Please show every line of the data below that contains the word "window", copying each such line in full. Matches must be case-sensitive.

·····

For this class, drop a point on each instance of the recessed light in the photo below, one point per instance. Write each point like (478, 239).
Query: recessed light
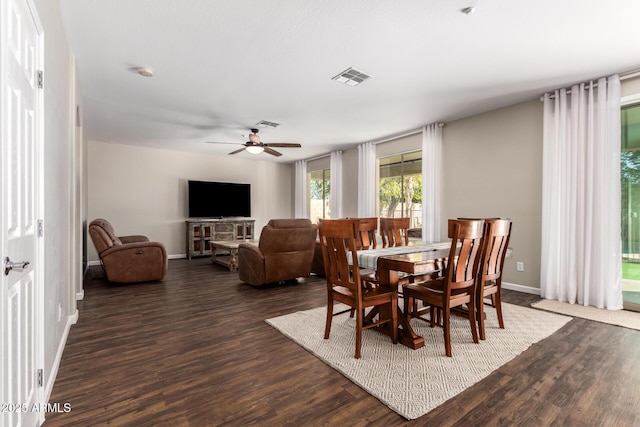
(145, 71)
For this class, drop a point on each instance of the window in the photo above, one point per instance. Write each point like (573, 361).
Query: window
(630, 206)
(319, 195)
(400, 187)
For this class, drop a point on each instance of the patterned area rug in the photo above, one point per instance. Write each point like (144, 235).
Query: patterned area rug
(413, 382)
(627, 319)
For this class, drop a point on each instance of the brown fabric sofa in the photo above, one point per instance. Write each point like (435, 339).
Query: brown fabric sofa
(284, 252)
(127, 259)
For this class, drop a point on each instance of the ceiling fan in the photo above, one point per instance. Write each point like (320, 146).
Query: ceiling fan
(256, 146)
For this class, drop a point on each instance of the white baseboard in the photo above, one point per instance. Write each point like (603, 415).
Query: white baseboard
(521, 288)
(71, 320)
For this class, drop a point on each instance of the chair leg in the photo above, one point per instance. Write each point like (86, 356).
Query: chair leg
(394, 319)
(498, 304)
(472, 319)
(359, 321)
(327, 326)
(447, 331)
(480, 316)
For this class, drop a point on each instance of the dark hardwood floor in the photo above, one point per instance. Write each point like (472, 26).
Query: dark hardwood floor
(194, 350)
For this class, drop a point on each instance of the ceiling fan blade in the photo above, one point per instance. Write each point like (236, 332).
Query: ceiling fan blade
(283, 144)
(219, 142)
(272, 152)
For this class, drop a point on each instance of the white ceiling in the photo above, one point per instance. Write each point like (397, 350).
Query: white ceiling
(222, 66)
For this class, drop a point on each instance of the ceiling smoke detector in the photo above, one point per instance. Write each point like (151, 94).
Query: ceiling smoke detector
(351, 77)
(145, 71)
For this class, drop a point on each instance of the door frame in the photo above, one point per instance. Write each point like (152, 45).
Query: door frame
(38, 263)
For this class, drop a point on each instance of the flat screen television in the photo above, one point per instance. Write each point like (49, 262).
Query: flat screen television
(209, 199)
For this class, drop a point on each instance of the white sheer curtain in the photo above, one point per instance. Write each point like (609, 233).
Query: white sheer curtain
(335, 184)
(581, 244)
(300, 190)
(366, 180)
(431, 179)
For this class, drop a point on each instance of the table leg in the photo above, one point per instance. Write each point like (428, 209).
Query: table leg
(233, 259)
(406, 334)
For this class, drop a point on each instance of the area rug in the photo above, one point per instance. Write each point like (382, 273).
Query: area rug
(625, 318)
(413, 382)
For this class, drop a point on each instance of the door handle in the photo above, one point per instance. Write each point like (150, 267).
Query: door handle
(9, 265)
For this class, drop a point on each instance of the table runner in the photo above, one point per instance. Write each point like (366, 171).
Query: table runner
(369, 258)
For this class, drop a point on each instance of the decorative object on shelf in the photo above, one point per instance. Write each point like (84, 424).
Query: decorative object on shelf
(203, 230)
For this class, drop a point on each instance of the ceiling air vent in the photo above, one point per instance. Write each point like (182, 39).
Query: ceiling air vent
(351, 77)
(267, 124)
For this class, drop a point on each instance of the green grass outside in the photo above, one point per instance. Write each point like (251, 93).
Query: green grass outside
(630, 271)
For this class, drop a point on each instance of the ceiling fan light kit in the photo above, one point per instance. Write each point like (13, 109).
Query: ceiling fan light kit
(255, 149)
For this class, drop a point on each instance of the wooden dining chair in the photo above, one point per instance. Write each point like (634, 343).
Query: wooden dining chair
(497, 233)
(344, 284)
(458, 284)
(394, 231)
(368, 228)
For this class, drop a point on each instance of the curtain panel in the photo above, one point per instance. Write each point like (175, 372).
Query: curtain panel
(300, 190)
(367, 180)
(581, 259)
(431, 181)
(335, 184)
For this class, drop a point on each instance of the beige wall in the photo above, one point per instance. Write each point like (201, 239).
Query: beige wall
(144, 191)
(492, 167)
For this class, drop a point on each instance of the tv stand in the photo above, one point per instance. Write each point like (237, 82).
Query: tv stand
(200, 231)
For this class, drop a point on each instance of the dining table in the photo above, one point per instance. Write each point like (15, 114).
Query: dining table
(416, 260)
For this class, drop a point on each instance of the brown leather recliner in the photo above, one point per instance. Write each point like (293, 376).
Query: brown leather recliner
(284, 252)
(128, 259)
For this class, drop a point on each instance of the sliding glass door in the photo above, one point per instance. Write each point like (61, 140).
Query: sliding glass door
(630, 171)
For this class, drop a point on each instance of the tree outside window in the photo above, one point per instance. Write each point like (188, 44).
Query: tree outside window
(400, 187)
(320, 195)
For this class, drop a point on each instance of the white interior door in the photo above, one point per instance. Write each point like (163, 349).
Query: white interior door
(21, 111)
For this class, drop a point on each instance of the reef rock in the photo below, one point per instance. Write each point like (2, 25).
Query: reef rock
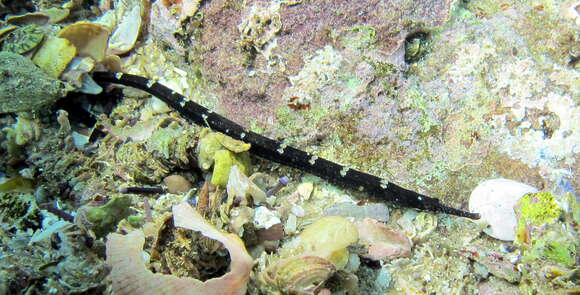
(495, 201)
(24, 87)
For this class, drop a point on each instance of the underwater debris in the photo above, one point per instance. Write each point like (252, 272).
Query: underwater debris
(131, 276)
(128, 26)
(282, 153)
(24, 87)
(495, 200)
(176, 184)
(377, 211)
(54, 56)
(104, 219)
(312, 257)
(23, 39)
(90, 39)
(381, 241)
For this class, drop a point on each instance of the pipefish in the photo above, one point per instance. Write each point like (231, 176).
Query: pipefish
(281, 153)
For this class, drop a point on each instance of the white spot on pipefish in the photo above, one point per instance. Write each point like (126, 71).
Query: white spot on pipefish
(384, 183)
(282, 147)
(204, 117)
(313, 160)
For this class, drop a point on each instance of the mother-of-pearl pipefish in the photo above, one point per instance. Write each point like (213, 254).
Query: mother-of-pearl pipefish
(281, 153)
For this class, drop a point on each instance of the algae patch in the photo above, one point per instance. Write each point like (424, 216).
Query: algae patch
(24, 87)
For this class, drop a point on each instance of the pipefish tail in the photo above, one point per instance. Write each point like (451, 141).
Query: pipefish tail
(281, 153)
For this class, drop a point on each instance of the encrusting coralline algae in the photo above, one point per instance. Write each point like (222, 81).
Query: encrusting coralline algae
(438, 96)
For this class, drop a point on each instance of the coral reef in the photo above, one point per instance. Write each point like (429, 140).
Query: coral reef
(24, 86)
(438, 96)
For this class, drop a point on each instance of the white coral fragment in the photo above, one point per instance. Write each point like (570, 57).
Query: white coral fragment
(495, 200)
(130, 275)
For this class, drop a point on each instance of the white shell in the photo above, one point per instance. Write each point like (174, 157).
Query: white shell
(495, 200)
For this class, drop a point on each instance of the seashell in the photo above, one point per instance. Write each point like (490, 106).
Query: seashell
(239, 187)
(299, 274)
(495, 201)
(381, 241)
(177, 184)
(23, 40)
(54, 56)
(130, 275)
(90, 39)
(264, 218)
(125, 35)
(76, 68)
(112, 63)
(328, 238)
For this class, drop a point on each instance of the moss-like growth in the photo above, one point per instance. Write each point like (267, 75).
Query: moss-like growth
(538, 209)
(24, 87)
(17, 184)
(224, 160)
(359, 37)
(19, 210)
(222, 152)
(104, 218)
(136, 220)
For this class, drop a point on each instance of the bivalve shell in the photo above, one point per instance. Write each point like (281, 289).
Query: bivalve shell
(299, 274)
(90, 39)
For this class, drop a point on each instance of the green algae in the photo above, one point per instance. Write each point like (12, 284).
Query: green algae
(104, 219)
(17, 184)
(224, 160)
(19, 209)
(358, 37)
(222, 152)
(538, 209)
(24, 87)
(136, 221)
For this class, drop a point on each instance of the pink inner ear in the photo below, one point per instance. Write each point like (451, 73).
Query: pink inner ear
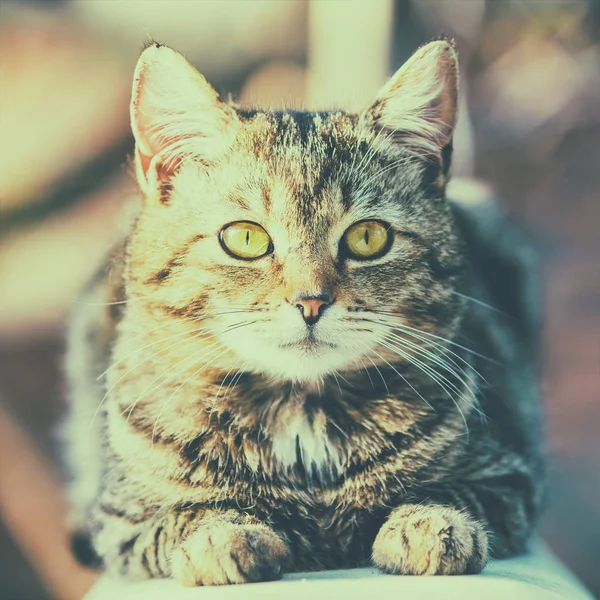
(144, 162)
(164, 170)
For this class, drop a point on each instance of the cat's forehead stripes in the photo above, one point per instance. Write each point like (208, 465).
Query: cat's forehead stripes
(308, 156)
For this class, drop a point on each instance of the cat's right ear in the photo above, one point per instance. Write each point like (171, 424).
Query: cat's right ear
(175, 116)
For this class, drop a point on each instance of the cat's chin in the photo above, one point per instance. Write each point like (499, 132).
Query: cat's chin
(303, 361)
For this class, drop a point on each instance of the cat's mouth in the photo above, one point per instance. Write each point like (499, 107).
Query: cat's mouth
(309, 343)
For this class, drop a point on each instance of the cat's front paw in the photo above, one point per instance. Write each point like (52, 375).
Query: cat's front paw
(229, 553)
(430, 540)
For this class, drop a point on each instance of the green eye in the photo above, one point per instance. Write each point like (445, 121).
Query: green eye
(246, 240)
(368, 239)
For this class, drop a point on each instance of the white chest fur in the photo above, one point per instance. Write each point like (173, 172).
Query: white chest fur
(300, 439)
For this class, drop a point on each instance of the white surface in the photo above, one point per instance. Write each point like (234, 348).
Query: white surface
(535, 576)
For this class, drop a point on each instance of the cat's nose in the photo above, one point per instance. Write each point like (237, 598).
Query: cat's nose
(313, 307)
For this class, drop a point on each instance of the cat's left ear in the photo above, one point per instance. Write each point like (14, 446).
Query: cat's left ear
(175, 115)
(418, 105)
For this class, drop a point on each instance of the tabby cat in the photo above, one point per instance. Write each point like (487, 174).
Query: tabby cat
(305, 354)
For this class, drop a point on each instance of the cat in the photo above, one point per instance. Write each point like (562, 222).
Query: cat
(306, 354)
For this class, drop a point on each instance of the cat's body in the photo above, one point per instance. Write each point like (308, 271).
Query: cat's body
(398, 419)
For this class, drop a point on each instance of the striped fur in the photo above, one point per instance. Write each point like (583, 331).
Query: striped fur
(222, 449)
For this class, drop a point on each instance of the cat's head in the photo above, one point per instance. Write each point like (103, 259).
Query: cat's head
(298, 241)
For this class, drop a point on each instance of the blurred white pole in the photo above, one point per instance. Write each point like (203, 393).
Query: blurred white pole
(349, 45)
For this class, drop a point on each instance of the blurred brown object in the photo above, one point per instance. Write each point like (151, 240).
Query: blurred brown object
(34, 510)
(64, 100)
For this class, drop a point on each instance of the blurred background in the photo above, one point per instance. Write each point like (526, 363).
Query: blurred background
(529, 127)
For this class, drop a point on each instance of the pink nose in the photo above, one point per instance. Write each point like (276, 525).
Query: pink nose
(312, 308)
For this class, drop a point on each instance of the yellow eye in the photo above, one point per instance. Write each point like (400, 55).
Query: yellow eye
(368, 239)
(246, 240)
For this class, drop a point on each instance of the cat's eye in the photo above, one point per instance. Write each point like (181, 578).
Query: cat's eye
(245, 240)
(366, 240)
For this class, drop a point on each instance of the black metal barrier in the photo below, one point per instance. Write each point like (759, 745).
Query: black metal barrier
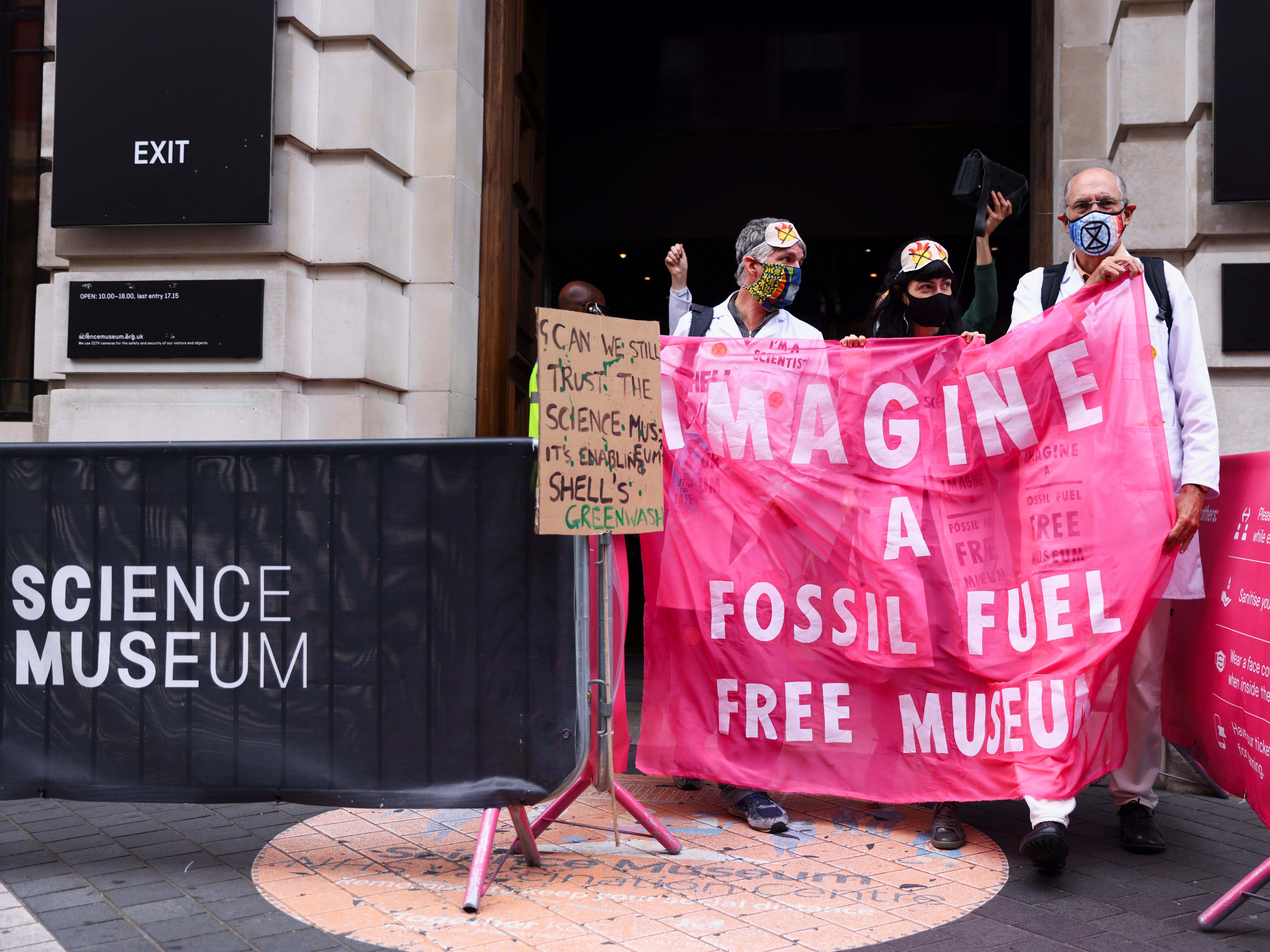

·····

(EXERCISE ANSWER)
For this class, drop a point on each instance of the window in the photo above, one point per instance. Write each point like (573, 361).
Query: window
For this class, drop a point on each instance of the tree outside window in the photo above, one point per instance. Write each point like (188, 44).
Query: tree outside window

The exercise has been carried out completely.